Required work
Please reproduce the records below, starting at the line that has "Target: blue mitten" and continuing through the end of the records, keeping every line, including the requests. In the answers, increase each coordinate value by 48.

--- START OF Data shown ---

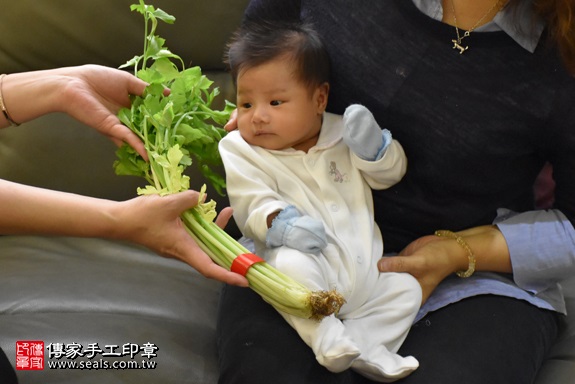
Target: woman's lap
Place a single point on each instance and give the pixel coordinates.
(482, 339)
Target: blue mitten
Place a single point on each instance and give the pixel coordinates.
(293, 230)
(363, 135)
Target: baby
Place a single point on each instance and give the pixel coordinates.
(299, 180)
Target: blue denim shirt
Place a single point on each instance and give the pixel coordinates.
(541, 243)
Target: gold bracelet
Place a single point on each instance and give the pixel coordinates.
(3, 106)
(463, 243)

--- END OF Data shown ---

Task response
Target: blue mitten
Place a single point on each instance and give the pixel coordinates.
(341, 278)
(411, 183)
Target: baby
Place a single point on each instance and give the pixel coordinates.
(347, 228)
Target: blue denim shirt
Place a single point on each instance and give the pixel coordinates.
(589, 291)
Target: gold bracelet
Place a single point on each instance and give the pixel coordinates.
(51, 154)
(511, 291)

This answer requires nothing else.